**Tarefa a cumprir**
Repita integralmente, sem nenhuma alteração, o texto sobre o poema “The Buried Life”, de Matthew Arnold.

**Texto da página**
━━━━

Alpes Literários

Alpes Literários

Subtítulo

UM PASSEIO PELOS ALPES LITERÁRIOS

sexta-feira, 7 de outubro de 2022

Matthew Arnold - A Vida Encoberta

Há poucos anos, o internauta João Victor Siqueira – em comentário a esta postagem –, indaga-me se conhecia alguma tradução ao português do poema “The Buried Life”, do poeta e crítico inglês Matthew Arnold. Na ocasião, apresentei-lhe um ‘link’ para um blog onde havia um trecho traduzido do referido poema.

 

Nesta oportunidade, trago uma versão completa ao português, mais rente à literalidade, dessas linhas de Arnold: elas nos falam de uma vida aquém de nossas possibilidades, a fluir desconhecida, oculta, incógnita num veio subterrâneo, e da qual, dolorosamente, acabamos por suspeitar em razão de nossa falta de direção ou de sentido.

 

Para superar tal ausência de uma orientação bem definida na vida, muitas vezes, aceleramos o fluxo de nossas atividades, nosso ritmo de ação, “redemoinhando na incerteza cega”, levando-nos a uma azáfama sem descanso, ou melhor, este apenas disponível em raras oportunidades.

━━━━

**Linhas selecionadas**
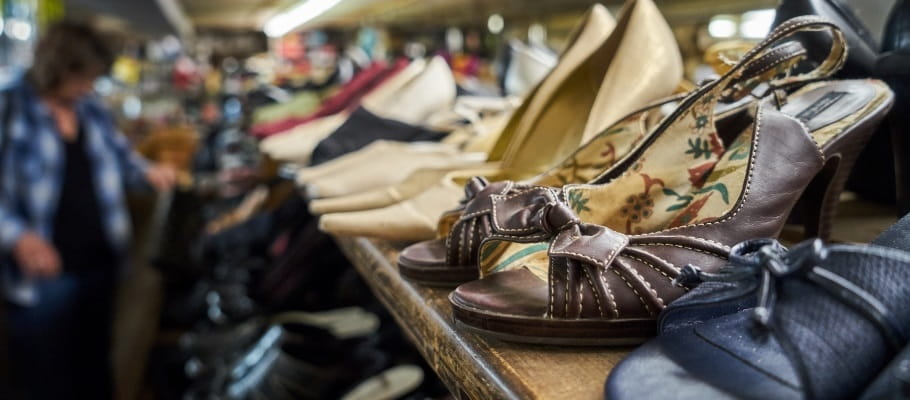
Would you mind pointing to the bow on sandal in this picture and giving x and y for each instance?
(604, 278)
(453, 260)
(815, 322)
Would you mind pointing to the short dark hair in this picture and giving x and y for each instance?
(68, 48)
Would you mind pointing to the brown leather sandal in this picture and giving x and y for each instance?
(600, 286)
(453, 259)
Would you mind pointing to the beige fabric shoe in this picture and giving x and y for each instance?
(434, 89)
(528, 67)
(297, 144)
(414, 184)
(382, 164)
(560, 114)
(414, 219)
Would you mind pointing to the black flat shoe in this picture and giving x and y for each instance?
(818, 321)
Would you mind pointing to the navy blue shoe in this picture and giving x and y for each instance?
(817, 321)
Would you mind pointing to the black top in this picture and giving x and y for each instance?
(79, 234)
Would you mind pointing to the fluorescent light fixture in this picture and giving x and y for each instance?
(495, 24)
(287, 21)
(722, 27)
(756, 24)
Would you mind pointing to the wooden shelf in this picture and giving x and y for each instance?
(475, 367)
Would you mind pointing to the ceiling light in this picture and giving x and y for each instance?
(287, 21)
(537, 34)
(722, 27)
(495, 24)
(18, 29)
(756, 24)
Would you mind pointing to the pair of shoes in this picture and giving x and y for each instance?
(410, 97)
(381, 164)
(602, 76)
(348, 96)
(815, 322)
(453, 260)
(357, 172)
(528, 65)
(595, 263)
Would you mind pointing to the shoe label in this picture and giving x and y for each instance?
(820, 105)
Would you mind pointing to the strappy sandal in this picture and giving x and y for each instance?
(453, 260)
(600, 286)
(822, 321)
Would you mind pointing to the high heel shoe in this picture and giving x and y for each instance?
(453, 260)
(560, 114)
(689, 195)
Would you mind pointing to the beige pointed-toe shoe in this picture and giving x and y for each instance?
(384, 163)
(296, 144)
(561, 113)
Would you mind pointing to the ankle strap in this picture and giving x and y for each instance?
(837, 54)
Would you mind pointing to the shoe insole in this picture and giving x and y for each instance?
(689, 176)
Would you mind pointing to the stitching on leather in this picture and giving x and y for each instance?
(600, 310)
(657, 239)
(499, 198)
(748, 187)
(470, 235)
(499, 228)
(567, 292)
(695, 249)
(591, 259)
(460, 244)
(573, 221)
(523, 237)
(651, 265)
(609, 290)
(818, 147)
(552, 288)
(476, 213)
(641, 299)
(647, 284)
(581, 295)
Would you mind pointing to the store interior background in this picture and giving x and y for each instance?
(177, 56)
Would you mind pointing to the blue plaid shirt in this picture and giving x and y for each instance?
(32, 175)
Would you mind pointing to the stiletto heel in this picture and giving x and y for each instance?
(822, 197)
(616, 252)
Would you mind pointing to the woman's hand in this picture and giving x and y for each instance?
(36, 257)
(161, 177)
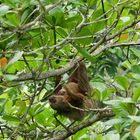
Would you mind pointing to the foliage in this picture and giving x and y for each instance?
(40, 39)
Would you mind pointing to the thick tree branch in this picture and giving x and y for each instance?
(73, 130)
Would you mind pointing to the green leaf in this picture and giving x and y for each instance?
(11, 118)
(136, 69)
(3, 9)
(122, 81)
(135, 118)
(9, 77)
(137, 133)
(57, 15)
(8, 106)
(12, 19)
(136, 52)
(84, 53)
(16, 57)
(136, 94)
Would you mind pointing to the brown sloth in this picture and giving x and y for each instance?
(71, 99)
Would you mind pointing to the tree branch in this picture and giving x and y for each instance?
(84, 124)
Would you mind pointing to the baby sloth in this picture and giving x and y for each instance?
(71, 99)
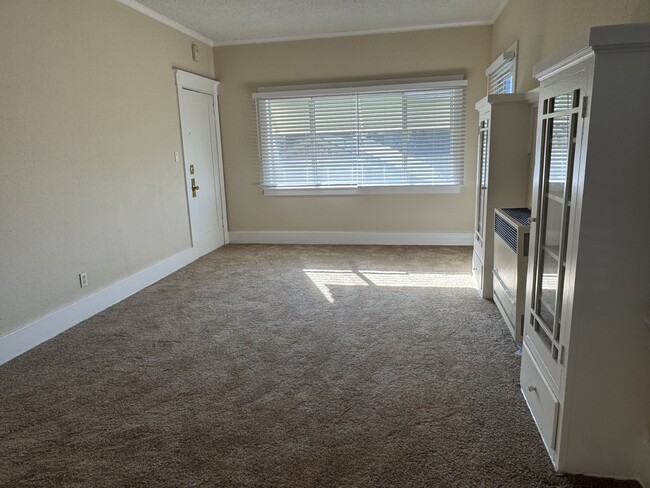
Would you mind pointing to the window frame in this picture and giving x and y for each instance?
(507, 57)
(268, 93)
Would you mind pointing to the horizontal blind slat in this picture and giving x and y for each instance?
(371, 139)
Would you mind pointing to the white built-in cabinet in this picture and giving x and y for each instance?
(502, 173)
(585, 370)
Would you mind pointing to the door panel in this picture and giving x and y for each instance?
(201, 174)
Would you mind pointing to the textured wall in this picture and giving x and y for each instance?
(242, 69)
(544, 26)
(88, 128)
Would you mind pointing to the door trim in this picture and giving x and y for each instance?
(189, 81)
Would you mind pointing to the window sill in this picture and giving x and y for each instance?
(371, 190)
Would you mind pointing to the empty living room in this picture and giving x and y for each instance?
(324, 243)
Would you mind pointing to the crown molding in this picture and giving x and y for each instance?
(369, 32)
(499, 10)
(165, 20)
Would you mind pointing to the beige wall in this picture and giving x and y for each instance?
(544, 26)
(88, 129)
(242, 69)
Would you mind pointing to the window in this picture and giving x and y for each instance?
(399, 137)
(501, 73)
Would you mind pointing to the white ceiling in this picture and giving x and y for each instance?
(246, 21)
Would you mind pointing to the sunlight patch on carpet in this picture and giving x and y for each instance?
(325, 279)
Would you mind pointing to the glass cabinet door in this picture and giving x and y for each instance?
(481, 183)
(559, 128)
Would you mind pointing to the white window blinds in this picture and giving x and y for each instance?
(399, 135)
(501, 73)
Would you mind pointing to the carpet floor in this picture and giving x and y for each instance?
(282, 366)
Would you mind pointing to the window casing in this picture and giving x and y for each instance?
(501, 74)
(364, 139)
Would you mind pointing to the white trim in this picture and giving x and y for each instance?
(269, 93)
(500, 61)
(499, 10)
(365, 190)
(165, 20)
(389, 30)
(360, 238)
(190, 81)
(31, 335)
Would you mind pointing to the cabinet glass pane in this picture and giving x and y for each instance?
(550, 271)
(562, 102)
(546, 340)
(559, 155)
(553, 226)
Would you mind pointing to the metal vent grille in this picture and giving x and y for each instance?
(521, 215)
(506, 231)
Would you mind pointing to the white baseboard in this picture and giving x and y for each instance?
(362, 238)
(19, 341)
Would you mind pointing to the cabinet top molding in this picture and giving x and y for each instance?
(604, 38)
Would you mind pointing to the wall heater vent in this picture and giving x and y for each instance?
(511, 239)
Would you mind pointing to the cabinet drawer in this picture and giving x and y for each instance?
(541, 400)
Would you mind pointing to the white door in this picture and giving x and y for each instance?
(202, 171)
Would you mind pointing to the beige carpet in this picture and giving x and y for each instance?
(292, 366)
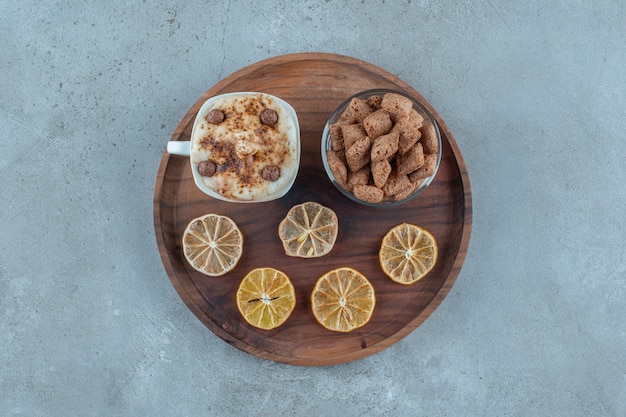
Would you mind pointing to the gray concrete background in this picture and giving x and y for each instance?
(535, 95)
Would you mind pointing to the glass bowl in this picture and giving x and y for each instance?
(356, 110)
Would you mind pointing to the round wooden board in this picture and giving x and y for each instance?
(314, 84)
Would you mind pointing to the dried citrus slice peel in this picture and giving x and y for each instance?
(212, 244)
(266, 298)
(343, 300)
(309, 230)
(407, 253)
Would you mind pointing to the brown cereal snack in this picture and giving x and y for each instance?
(359, 109)
(351, 133)
(375, 102)
(358, 155)
(381, 148)
(380, 172)
(410, 161)
(428, 169)
(377, 124)
(369, 193)
(385, 146)
(429, 138)
(336, 137)
(360, 177)
(397, 105)
(337, 167)
(409, 134)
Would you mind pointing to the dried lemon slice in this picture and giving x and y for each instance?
(266, 298)
(212, 244)
(343, 300)
(407, 253)
(309, 230)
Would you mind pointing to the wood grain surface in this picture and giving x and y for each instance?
(314, 84)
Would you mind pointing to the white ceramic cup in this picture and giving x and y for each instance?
(185, 148)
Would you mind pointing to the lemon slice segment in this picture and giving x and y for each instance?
(309, 230)
(343, 300)
(266, 298)
(212, 244)
(407, 253)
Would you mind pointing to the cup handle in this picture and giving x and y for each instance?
(179, 148)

━━━━

**Em resposta**
Alpes Literários

Alpes Literários

Subtítulo

UM PASSEIO PELOS ALPES LITERÁRIOS

sexta-feira, 7 de outubro de 2022

Matthew Arnold - A Vida Encoberta

Há poucos anos, o internauta João Victor Siqueira – em comentário a esta postagem –, indaga-me se conhecia alguma tradução ao português do poema “The Buried Life”, do poeta e crítico inglês Matthew Arnold. Na ocasião, apresentei-lhe um ‘link’ para um blog onde havia um trecho traduzido do referido poema.

 

Nesta oportunidade, trago uma versão completa ao português, mais rente à literalidade, dessas linhas de Arnold: elas nos falam de uma vida aquém de nossas possibilidades, a fluir desconhecida, oculta, incógnita num veio subterrâneo, e da qual, dolorosamente, acabamos por suspeitar em razão de nossa falta de direção ou de sentido.

 

Para superar tal ausência de uma orientação bem definida na vida, muitas vezes, aceleramos o fluxo de nossas atividades, nosso ritmo de ação, “redemoinhando na incerteza cega”, levando-nos a uma azáfama sem descanso, ou melhor, este apenas disponível em raras oportunidades.